Problem details ▸ How many lines in the records below contain the string "headphones"? Matches must have the same case. Reply with the number only.

------------------------------------------------

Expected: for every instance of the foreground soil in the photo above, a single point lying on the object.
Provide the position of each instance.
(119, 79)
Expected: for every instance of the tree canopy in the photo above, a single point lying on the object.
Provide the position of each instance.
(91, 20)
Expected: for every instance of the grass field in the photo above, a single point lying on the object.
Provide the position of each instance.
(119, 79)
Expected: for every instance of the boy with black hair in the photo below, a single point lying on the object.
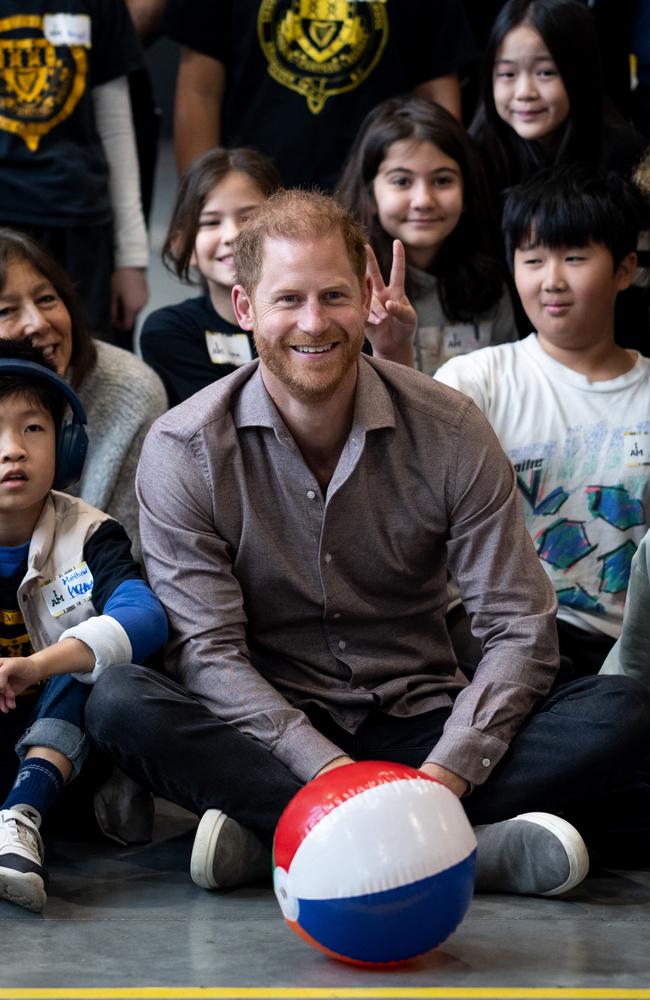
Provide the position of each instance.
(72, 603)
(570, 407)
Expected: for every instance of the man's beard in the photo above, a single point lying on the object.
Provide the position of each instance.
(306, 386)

------------------------------------------------

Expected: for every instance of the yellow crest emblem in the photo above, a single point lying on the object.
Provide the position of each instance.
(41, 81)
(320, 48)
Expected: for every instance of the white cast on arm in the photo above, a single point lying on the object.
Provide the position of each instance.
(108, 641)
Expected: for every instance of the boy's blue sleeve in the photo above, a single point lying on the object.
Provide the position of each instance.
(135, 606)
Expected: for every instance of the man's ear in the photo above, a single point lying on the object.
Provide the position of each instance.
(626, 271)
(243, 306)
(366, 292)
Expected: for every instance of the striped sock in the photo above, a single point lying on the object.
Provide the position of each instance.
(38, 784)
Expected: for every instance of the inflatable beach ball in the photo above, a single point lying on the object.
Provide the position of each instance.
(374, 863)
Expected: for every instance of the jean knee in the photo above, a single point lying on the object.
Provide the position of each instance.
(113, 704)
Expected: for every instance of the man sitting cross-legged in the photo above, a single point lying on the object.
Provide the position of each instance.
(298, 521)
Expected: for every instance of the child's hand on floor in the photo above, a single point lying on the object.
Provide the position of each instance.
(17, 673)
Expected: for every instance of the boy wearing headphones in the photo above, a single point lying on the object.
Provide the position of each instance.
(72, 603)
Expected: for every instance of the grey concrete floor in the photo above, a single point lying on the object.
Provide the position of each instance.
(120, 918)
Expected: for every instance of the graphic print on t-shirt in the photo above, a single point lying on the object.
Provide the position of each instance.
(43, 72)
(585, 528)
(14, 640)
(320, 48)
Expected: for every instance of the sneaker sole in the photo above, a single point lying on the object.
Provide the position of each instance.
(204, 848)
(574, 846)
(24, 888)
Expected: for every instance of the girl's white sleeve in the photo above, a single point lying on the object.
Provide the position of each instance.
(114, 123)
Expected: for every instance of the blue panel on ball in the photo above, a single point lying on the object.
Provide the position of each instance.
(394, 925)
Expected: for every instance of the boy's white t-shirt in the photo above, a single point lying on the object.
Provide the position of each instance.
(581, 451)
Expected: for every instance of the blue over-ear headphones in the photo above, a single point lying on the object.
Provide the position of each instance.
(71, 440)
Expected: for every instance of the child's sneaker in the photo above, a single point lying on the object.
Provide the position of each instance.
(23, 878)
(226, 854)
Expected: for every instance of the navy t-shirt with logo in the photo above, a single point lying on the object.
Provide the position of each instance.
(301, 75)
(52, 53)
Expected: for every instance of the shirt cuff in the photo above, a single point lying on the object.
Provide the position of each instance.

------------------------------------------------

Response below ▸ 2